Start of Document text

37. What is a vanishing gradient when using RNNs?
Vanishing gradient is a scenario that occurs when we use RNNs. Since RNNs make use of backpropagation, gradients at every step of the way will tend to get smaller as the network traverses through backward iterations. This equates to the model learning very slowly, thereby, causing efficiency problems in the network.
38. What is exploding gradient descent in Deep Learning?
Exploding gradients are an issue causing a scenario that clumps up the gradients. This creates a large number of updates of the weights in the model when training.
The working of gradient descent is based on the condition that the updates are small and controlled. Controlling the updates will directly affect the efficiency of the model.
39. What is the use of LSTM?
LSTM stands for long short-term memory. It is a type of RNN that is used to sequence a string of data. It consists of feedback chains that give it the ability to perform like a general-purpose computational entity.
40. Where are autoencoders used?
Autoencoders have a wide variety of usage in the real world. The following are some of the popular ones:
- Adding color to black–white images
- Removing noise from images
- Dimensionality reduction
- Feature removal and variation
41. What are the types of autoencoders?
There are four main types of autoencoders:
- Deep autoencoders
- Convolutional autoencoders
- Sparse autoencoders
- Contractive autoencoders
42. What is a Restricted Boltzmann Machine?
A Restricted Boltzmann Machine, or RBM for short, is an undirected graphical model that is popularly used in Deep Learning today. It is an algorithm that is used to perform:
- Dimensionality reduction
- Collaborative filtering
- Topic modeling
43. What are some of the limitations of Deep Learning?
There are a few disadvantages of Deep Learning as mentioned below:
- Networks in Deep Learning require a huge amount of data to train well.
- Deep Learning concepts can be complex to implement sometimes.
- Achieving a high amount of model efficiency is difficult in many cases.
44. What are the variants of gradient descent?
There are three variants of gradient descent as shown below:
- Stochastic gradient descent: A single training example is used for the calculation of gradient and for updating parameters.
- Batch gradient descent: Gradient is calculated for the entire dataset, and parameters are updated at every iteration.
- Mini-batch gradient descent: Samples are broken down into smaller-sized batches and then worked on as in the case of stochastic gradient descent.
45. Why is mini-batch gradient descent so popular?
Mini-batch gradient descent is popular as:
- It is more efficient when compared to stochastic gradient descent.
- Generalization is done by finding the flat minima.
- It helps avoid the local minima by allowing the approximation of the gradient for the entire dataset.

End of Document text
Start of Records supplied

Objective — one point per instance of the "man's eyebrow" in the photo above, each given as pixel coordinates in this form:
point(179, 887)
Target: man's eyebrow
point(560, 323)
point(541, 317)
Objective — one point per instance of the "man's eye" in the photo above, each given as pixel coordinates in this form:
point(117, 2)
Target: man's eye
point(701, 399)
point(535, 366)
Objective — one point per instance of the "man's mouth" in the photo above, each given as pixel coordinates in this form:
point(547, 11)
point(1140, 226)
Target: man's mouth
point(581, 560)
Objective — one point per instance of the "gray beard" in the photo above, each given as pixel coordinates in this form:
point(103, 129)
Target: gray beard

End of Records supplied
Start of Records supplied

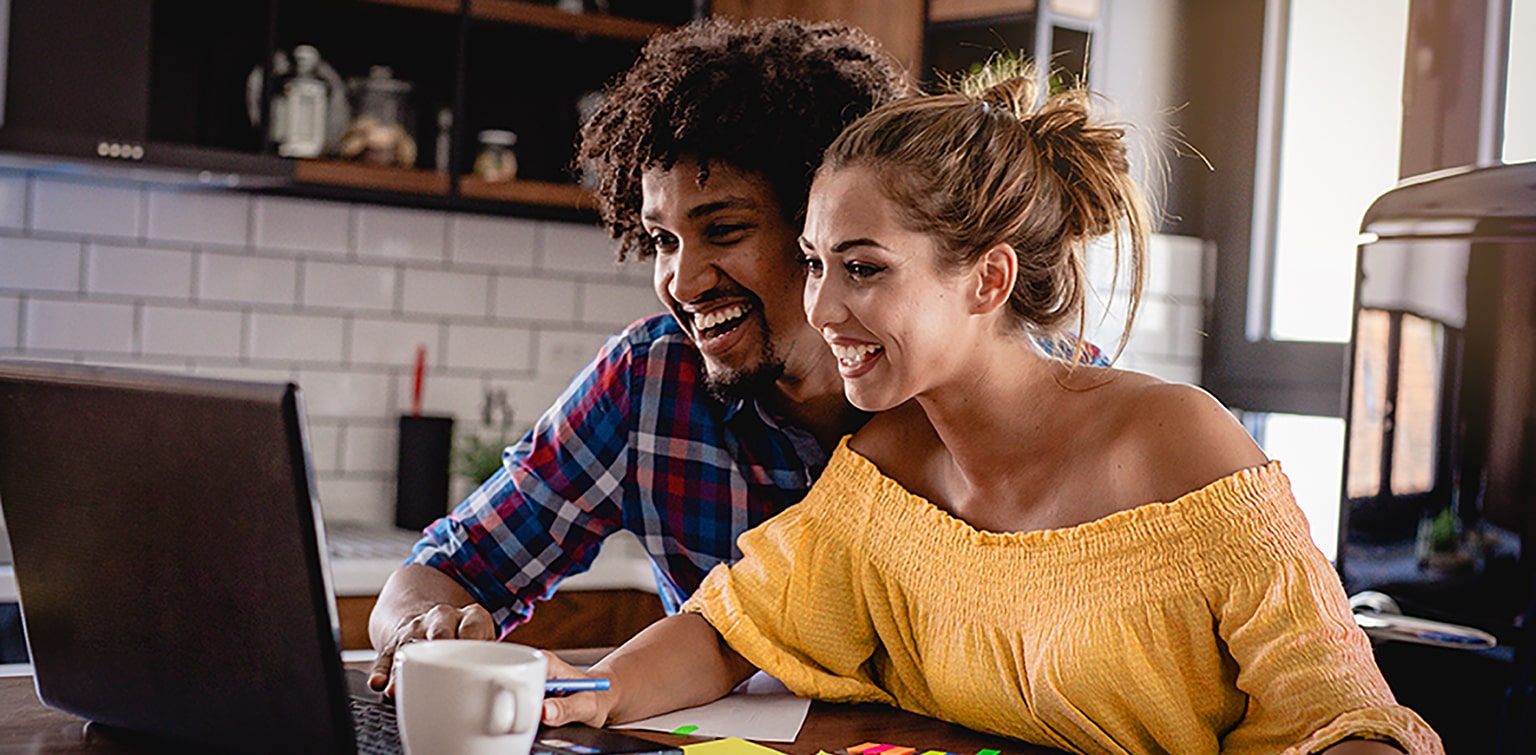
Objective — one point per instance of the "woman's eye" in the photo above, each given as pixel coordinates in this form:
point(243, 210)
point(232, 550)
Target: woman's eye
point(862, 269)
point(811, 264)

End of Records supplied

Carry on the deep learning interview Q&A from the point where it stops.

**Response to the exercise:**
46. What are deep auto encoders?
Deep autoencoders are an extension of the regular autoencoders. Here, the first layer is responsible for the first-order function execution of the input. The second layer will take care of the second-order functions, and it goes on.
Usually, a deep autoencoder is a combination of two or more symmetrical deep-belief networks where:
- The first five shallow layers consist of the encoding part
- The other layers take care of the decoding part
- On the next set of Deep Learning questions, let us look further into the topic.
47. Why is the Leaky ReLU function used in Deep Learning?
Leaky ReLU, also called LReL, is used to manage a function to allow the passing of small-sized negative values if the input value to the network is less than zero.
48. What are some of the examples of supervised learning algorithms in Deep Learning?
There are three main supervised learning algorithms in Deep Learning:
- Artificial neural networks
- Convolutional neural networks
- Recurrent neural networks
49. What are generative adversarial networks (GANs)?
Generative adversarial networks are used to achieve generative modeling in Deep Learning. It is an unsupervised task that involves the discovery of patterns in the input data to generate the output.
The generator is used to generate new examples, while the discriminator is used to classify the examples generated by the generator.
50. Why are generative adversarial networks (GANs) so popular?
Generative adversarial networks are used for a variety of purposes. In the case of working with images, they have a high amount of traction and efficient working.
- Creation of art: GANs are used to create artistic images, sketches, and paintings.
- Image enhancement: They are used to greatly enhance the resolution of the input images.
- Image translation: They are also used to change certain aspects, such as day to night and summer to winter, in images easily.